Records from a collection
+++
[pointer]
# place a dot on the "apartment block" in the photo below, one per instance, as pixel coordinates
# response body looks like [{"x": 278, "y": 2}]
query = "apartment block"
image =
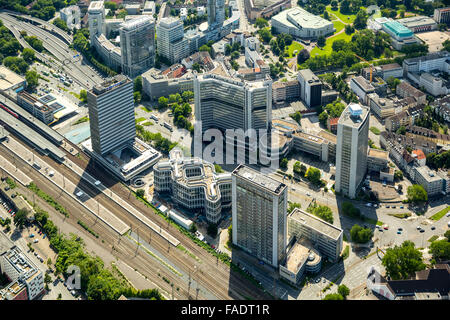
[
  {"x": 324, "y": 236},
  {"x": 194, "y": 184}
]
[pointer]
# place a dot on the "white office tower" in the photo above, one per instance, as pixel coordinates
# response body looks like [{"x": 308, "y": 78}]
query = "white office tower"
+++
Please restate each entry exactly, but drop any picture it holds.

[pointer]
# place a dot on the "apartment block" in the photo below, one per instance, as pixel coordinates
# response body looks like [{"x": 278, "y": 2}]
query = "apartment block"
image =
[
  {"x": 324, "y": 236},
  {"x": 194, "y": 184}
]
[pointer]
# place a dot on the "white office tower" in the photo above, one per instance, as pixel coordinates
# response body looks like [{"x": 308, "y": 78}]
query = "white office tower"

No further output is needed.